Stated task 1: Transcribe the module description from "This module aims" to "the mid-19th century.".
Stated task 2: List every place whose experience the module description says the module focuses on.

Text passage:
School of historical, political and sociological studies

Download 226.69 Kb.
Size226.69 Kb.
  1   2   3   4   5   6   7



(First Semester)
This module aims to provide you with an understanding of the historical experience and the development problems of the third world by focusing on the experience of Latin America, the Middle East and China since the mid-19th century.
The module has two parts, corresponding with the two semesters. The surveys some of the main development problems, looking at economic, social and cultural aspects. A course of lectures covers development ideas and approaches and a series of seminars focuses on key problems by means of a comparative, empirical approach. There will be one introductory, organising seminar and five, weekly seminars in the last five weeks of the first semester. The themes of the seminars will be introduced in lectures beforehand to give you an introduction to the main themes. The staggering of the ‘business’ seminars should enable you to get a real feel for the subject matter before preparing your seminar presentations and contributions. Each seminar will examine a case study (selected from the countries or areas to be studied in the second semester.

Dataset excerpts:
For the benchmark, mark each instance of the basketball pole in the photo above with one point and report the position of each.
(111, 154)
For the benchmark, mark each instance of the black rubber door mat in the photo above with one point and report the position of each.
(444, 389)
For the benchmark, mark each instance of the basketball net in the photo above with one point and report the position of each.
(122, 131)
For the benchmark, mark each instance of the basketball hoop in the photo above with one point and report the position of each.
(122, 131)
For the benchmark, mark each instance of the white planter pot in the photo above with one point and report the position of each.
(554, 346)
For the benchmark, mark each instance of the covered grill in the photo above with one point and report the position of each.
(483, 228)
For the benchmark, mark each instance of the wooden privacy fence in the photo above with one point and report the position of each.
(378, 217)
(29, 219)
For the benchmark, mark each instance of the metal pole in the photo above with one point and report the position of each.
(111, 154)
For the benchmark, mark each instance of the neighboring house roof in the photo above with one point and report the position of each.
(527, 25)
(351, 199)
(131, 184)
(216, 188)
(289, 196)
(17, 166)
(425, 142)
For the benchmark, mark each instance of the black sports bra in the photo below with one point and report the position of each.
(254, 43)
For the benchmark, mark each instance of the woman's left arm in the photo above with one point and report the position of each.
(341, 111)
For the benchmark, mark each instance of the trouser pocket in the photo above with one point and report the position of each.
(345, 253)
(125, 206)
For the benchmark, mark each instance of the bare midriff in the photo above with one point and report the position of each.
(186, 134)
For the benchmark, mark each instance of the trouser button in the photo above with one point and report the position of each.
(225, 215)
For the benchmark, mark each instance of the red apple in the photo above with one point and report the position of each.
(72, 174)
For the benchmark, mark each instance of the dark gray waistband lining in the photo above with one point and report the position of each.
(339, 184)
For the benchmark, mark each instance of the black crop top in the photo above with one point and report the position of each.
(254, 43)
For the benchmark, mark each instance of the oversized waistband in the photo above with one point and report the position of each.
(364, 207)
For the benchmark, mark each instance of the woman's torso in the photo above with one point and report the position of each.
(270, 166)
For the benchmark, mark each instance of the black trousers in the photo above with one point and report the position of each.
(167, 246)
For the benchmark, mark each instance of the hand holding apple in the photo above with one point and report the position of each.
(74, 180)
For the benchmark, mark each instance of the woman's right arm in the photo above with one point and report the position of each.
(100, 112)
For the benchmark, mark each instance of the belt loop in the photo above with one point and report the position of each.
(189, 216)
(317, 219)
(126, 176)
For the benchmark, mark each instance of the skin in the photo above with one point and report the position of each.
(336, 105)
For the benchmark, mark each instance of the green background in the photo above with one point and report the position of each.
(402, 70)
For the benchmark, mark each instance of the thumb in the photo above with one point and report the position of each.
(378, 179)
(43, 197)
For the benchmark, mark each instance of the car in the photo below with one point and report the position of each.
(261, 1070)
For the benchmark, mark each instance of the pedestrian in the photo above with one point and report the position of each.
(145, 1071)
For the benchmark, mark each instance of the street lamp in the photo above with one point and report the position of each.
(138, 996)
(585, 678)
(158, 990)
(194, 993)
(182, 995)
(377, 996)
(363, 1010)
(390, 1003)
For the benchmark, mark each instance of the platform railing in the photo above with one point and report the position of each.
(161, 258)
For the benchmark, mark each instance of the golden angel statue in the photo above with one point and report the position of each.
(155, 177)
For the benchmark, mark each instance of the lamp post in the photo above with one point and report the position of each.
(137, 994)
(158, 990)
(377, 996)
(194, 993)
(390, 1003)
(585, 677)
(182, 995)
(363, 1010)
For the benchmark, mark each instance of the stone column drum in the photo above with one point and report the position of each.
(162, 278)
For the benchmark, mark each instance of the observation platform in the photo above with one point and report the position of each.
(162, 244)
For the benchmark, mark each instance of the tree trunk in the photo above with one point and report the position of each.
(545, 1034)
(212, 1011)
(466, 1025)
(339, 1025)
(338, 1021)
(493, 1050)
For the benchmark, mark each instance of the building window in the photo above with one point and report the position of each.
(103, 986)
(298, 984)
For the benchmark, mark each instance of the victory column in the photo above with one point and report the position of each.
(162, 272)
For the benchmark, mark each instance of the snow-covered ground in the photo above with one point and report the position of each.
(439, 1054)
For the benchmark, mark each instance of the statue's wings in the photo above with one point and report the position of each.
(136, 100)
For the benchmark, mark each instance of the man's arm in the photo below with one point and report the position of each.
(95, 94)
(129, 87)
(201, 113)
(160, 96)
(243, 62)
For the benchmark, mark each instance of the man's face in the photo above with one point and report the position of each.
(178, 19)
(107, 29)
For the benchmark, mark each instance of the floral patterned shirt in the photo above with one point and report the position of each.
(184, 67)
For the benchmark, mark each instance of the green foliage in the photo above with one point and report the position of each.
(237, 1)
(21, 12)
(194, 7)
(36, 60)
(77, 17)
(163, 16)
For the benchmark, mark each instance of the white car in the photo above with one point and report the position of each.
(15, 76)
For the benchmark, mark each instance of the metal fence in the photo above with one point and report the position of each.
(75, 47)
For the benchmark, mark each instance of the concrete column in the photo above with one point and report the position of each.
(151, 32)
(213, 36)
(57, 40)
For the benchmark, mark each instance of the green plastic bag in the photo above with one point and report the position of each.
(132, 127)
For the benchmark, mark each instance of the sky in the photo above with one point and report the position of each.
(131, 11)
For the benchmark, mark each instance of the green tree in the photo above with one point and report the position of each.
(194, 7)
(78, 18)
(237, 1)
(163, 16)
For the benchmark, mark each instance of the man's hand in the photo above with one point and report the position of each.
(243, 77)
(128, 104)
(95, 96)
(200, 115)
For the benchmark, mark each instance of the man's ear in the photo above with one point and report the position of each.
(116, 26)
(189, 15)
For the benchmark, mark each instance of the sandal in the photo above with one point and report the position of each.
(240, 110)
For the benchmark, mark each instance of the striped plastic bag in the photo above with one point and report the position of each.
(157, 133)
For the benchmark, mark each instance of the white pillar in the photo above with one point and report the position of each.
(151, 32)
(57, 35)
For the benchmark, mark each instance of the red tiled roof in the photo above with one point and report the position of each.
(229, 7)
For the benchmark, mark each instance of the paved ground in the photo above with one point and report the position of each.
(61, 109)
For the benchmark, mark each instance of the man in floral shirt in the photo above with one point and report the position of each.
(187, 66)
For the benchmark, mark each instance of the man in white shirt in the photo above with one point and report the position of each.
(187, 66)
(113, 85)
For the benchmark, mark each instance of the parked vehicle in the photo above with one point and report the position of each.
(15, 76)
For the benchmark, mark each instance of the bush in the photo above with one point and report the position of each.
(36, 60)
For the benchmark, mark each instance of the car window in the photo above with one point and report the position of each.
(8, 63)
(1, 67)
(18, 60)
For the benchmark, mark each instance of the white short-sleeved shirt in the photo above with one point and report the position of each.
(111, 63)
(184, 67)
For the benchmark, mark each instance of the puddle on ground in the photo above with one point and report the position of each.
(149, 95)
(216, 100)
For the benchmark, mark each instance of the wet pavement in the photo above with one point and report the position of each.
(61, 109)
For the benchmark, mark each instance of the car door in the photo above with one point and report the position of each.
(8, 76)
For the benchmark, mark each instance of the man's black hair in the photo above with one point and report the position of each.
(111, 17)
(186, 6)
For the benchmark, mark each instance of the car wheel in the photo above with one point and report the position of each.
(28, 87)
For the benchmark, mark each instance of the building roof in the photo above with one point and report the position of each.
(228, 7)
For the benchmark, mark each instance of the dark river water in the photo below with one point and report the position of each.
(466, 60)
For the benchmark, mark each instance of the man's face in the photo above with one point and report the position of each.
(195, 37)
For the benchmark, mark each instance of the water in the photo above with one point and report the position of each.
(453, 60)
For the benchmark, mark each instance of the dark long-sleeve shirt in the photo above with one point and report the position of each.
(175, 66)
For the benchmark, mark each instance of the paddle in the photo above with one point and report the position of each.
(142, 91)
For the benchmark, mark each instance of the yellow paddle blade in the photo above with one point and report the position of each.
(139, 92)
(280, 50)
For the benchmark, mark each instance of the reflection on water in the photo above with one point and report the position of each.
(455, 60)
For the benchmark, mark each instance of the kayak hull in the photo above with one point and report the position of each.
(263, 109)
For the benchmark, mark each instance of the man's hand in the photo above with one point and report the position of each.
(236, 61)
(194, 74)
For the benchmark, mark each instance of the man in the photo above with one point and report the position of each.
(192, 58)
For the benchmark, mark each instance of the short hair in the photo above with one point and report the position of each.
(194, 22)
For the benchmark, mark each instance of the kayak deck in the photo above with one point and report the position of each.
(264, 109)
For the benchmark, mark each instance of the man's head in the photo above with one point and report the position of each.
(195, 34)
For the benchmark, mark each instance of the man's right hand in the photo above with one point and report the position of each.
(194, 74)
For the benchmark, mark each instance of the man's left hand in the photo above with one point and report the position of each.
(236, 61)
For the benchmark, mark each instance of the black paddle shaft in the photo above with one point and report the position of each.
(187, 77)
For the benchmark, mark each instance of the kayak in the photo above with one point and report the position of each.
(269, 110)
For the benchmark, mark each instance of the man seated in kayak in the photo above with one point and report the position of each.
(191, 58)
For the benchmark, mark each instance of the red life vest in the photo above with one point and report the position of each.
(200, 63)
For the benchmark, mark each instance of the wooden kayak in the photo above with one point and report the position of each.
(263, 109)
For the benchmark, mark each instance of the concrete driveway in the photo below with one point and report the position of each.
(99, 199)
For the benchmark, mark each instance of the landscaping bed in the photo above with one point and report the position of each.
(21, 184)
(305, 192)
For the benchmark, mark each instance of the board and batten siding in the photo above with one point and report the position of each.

Task answer 1:
This module aims to provide you with an understanding of the historical experience and the development problems of the third world by focusing on the experience of Latin America, the Middle East and China since the mid-19th century.

Task answer 2:
Latin America
the Middle East
China